» **What the task asks**: Lay out every line of the items below as a Markdown table with two columns, "Row" and "Line", numbering the rows in order and omitting any blank lines.

* BEGIN *

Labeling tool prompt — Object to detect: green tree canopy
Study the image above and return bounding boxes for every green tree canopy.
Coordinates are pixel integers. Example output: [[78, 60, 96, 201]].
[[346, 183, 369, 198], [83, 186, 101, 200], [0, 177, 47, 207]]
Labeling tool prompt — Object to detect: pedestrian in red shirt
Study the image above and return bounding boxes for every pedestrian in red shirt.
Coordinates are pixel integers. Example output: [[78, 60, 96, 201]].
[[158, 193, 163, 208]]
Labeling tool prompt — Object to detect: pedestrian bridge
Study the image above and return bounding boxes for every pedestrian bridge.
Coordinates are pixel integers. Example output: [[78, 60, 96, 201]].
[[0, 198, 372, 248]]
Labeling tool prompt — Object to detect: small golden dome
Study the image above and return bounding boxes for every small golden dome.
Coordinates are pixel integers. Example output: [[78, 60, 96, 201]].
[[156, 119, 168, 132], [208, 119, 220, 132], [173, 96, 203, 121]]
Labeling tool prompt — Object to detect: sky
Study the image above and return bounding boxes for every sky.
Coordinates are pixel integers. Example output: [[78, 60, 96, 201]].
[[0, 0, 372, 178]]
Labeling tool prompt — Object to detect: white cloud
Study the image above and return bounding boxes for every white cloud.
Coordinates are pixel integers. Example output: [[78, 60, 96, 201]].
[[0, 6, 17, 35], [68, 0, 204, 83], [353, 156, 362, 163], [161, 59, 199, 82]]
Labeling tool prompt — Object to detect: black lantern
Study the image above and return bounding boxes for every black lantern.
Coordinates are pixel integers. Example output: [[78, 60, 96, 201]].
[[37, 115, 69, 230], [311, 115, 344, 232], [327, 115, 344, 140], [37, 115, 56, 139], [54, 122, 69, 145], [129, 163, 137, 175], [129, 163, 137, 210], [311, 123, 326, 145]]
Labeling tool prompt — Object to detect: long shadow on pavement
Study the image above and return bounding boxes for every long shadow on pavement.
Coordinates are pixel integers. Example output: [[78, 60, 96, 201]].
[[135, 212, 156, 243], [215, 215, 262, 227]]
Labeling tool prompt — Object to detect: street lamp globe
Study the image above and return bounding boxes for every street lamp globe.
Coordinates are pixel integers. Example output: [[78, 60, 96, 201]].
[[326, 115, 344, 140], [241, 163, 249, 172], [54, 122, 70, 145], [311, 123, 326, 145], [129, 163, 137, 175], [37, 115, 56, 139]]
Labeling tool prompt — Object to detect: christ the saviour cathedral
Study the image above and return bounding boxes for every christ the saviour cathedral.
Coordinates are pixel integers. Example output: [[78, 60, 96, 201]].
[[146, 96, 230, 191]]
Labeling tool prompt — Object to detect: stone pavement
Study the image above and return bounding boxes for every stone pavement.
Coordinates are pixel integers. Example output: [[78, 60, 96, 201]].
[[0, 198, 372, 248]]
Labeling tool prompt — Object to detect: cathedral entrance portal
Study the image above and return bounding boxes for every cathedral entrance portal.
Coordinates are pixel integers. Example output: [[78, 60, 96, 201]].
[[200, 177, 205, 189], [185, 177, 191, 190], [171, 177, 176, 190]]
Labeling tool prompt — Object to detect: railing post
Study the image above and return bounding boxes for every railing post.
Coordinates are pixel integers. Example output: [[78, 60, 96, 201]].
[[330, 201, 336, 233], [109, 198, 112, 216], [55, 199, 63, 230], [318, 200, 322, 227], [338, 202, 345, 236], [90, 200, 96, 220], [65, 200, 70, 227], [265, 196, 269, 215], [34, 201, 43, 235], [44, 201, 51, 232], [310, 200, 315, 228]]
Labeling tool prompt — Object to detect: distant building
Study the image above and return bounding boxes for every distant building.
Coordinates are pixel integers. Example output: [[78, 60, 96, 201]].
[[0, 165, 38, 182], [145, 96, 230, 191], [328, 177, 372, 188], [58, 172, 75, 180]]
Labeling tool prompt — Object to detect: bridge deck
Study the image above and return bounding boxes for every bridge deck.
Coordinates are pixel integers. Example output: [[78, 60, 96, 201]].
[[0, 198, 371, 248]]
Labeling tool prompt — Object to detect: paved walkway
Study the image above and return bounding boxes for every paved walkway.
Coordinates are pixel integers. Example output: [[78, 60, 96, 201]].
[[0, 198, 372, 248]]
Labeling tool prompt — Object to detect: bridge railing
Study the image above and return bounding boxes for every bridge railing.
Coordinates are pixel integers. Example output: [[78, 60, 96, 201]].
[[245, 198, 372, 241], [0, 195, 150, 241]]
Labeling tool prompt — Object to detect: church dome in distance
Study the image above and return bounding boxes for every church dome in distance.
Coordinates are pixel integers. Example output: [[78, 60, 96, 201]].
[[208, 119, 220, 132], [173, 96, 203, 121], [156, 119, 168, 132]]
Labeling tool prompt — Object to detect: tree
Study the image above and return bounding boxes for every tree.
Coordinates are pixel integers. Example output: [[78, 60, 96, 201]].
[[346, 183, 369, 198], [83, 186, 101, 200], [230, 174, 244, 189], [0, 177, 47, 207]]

* END *

» **Solution to this exercise**:
| Row | Line |
|---|---|
| 1 | Labeling tool prompt — Object to detect: green tree canopy |
| 2 | Study the image above and return bounding boxes for every green tree canopy. |
| 3 | Coordinates are pixel integers. Example output: [[78, 60, 96, 201]]. |
| 4 | [[346, 183, 369, 198], [83, 186, 101, 200], [0, 177, 47, 207]] |
| 5 | Labeling tool prompt — Object to detect: pedestrian in red shirt |
| 6 | Study the image above and return bounding boxes for every pedestrian in red shirt. |
| 7 | Coordinates are pixel integers. Example output: [[78, 60, 96, 201]]. |
| 8 | [[158, 193, 163, 208]] |
| 9 | Labeling tool prompt — Object to detect: pedestrian bridge |
| 10 | Study the image above and return bounding boxes for every pedestrian bridge. |
| 11 | Coordinates are pixel integers. Example output: [[78, 60, 96, 201]]. |
| 12 | [[0, 198, 372, 248]] |
| 13 | Labeling tool prompt — Object to detect: small golden dome |
| 14 | Study the image above and return bounding boxes for every small golden dome. |
| 15 | Coordinates are pixel integers. Example output: [[78, 60, 96, 201]]. |
| 16 | [[156, 119, 168, 132], [208, 119, 220, 132], [173, 96, 203, 121]] |
| 17 | Labeling tool prompt — Object to detect: sky |
| 18 | Study the image above and return bounding boxes for every sky. |
| 19 | Coordinates are pixel integers. Example output: [[78, 60, 96, 201]]. |
| 20 | [[0, 0, 372, 178]] |
| 21 | Labeling tool prompt — Object to detect: white cloud |
| 22 | Study the image above and return bounding boxes for every white cloud. |
| 23 | Coordinates are pixel integers. Example output: [[78, 60, 96, 201]]. |
| 24 | [[0, 6, 17, 35], [68, 0, 204, 83], [353, 156, 362, 163], [161, 59, 199, 82]] |
| 25 | Labeling tool prompt — Object to detect: black lantern |
| 26 | Study the image above and return bounding boxes for every black lantern. |
| 27 | Coordinates are pixel integers. Example output: [[78, 60, 96, 201]]. |
| 28 | [[37, 115, 69, 230], [311, 115, 344, 232], [327, 115, 344, 140], [37, 115, 56, 139], [54, 122, 69, 145], [129, 163, 137, 175], [129, 163, 137, 210], [311, 123, 326, 145]] |
| 29 | Labeling tool prompt — Object to detect: long shadow on pavement |
| 30 | Study the image above and return bounding boxes for every long shadow on pavement. |
| 31 | Coordinates are pixel integers. Example output: [[78, 60, 96, 201]]. |
| 32 | [[135, 212, 156, 243], [215, 215, 262, 227]] |
| 33 | Labeling tool prompt — Object to detect: street lamp globe |
| 34 | Study the image above and return bounding boxes for every street lamp globe. |
| 35 | Coordinates are pixel integers. Example output: [[78, 60, 96, 201]]. |
| 36 | [[326, 115, 344, 140], [241, 163, 249, 172], [54, 122, 70, 145], [311, 123, 326, 145], [129, 163, 137, 175], [37, 115, 56, 139]] |
| 37 | Labeling tool prompt — Object to detect: christ the saviour cathedral |
| 38 | Study the image above and return bounding boxes for every christ the saviour cathedral. |
| 39 | Coordinates are pixel integers. Example output: [[78, 60, 96, 201]]. |
| 40 | [[146, 96, 230, 191]] |
| 41 | Labeling tool prompt — Object to detect: stone pavement |
| 42 | Study the image above and return bounding boxes for every stone pavement. |
| 43 | Coordinates are pixel integers. Example output: [[78, 60, 96, 201]]. |
| 44 | [[0, 198, 372, 248]] |
| 45 | Labeling tool prompt — Object to detect: cathedral entrance portal |
| 46 | Study the image above and return bounding boxes for every cathedral entrance portal. |
| 47 | Coordinates are pixel integers. Example output: [[78, 60, 96, 201]]. |
| 48 | [[200, 177, 205, 189], [185, 177, 191, 190], [171, 177, 176, 190]] |
| 49 | Labeling tool prompt — Object to detect: railing post |
| 50 | Study the image above and return bounding boxes for every railing post. |
| 51 | Coordinates are pixel integers. Example output: [[78, 60, 96, 201]]. |
| 52 | [[330, 201, 336, 233], [109, 198, 112, 216], [55, 199, 63, 230], [318, 200, 322, 227], [338, 202, 345, 236], [90, 200, 96, 220], [65, 200, 70, 227], [265, 196, 269, 215], [34, 201, 43, 235], [44, 201, 51, 232], [310, 200, 315, 228]] |
| 53 | Labeling tool prompt — Object to detect: distant building |
| 54 | Study the image above and return bounding boxes for every distant building. |
| 55 | Coordinates are pixel integers. Example output: [[78, 60, 96, 201]]. |
| 56 | [[0, 165, 38, 182], [145, 96, 230, 191], [328, 177, 372, 188], [58, 172, 75, 180]] |
| 57 | Labeling tool prompt — Object to detect: bridge deck |
| 58 | Study the image above and return bounding boxes for every bridge deck. |
| 59 | Coordinates are pixel integers. Example output: [[78, 60, 96, 201]]. |
| 60 | [[0, 198, 371, 248]] |
| 61 | Labeling tool prompt — Object to detect: paved walkway |
| 62 | Study the image above and return bounding boxes for every paved walkway. |
| 63 | Coordinates are pixel integers. Example output: [[78, 60, 96, 201]]. |
| 64 | [[0, 198, 372, 248]] |
| 65 | Labeling tool prompt — Object to detect: bridge railing |
| 66 | Study the image above and return bounding boxes for every bridge railing. |
| 67 | Coordinates are pixel integers. Example output: [[78, 60, 96, 201]]. |
| 68 | [[245, 198, 372, 241], [0, 195, 150, 241]] |
| 69 | Labeling tool prompt — Object to detect: church dome in distance |
| 70 | Study the image above and return bounding boxes for every church dome in distance. |
| 71 | Coordinates are pixel integers. Example output: [[78, 60, 96, 201]]. |
| 72 | [[208, 119, 220, 132], [173, 96, 203, 121], [156, 119, 168, 132]] |
| 73 | Labeling tool prompt — Object to detect: tree |
| 74 | Study the image above and return bounding boxes for every tree. |
| 75 | Coordinates are pixel integers. Example output: [[78, 60, 96, 201]]. |
| 76 | [[346, 183, 369, 198], [83, 186, 101, 200], [230, 174, 244, 189], [0, 177, 47, 207]] |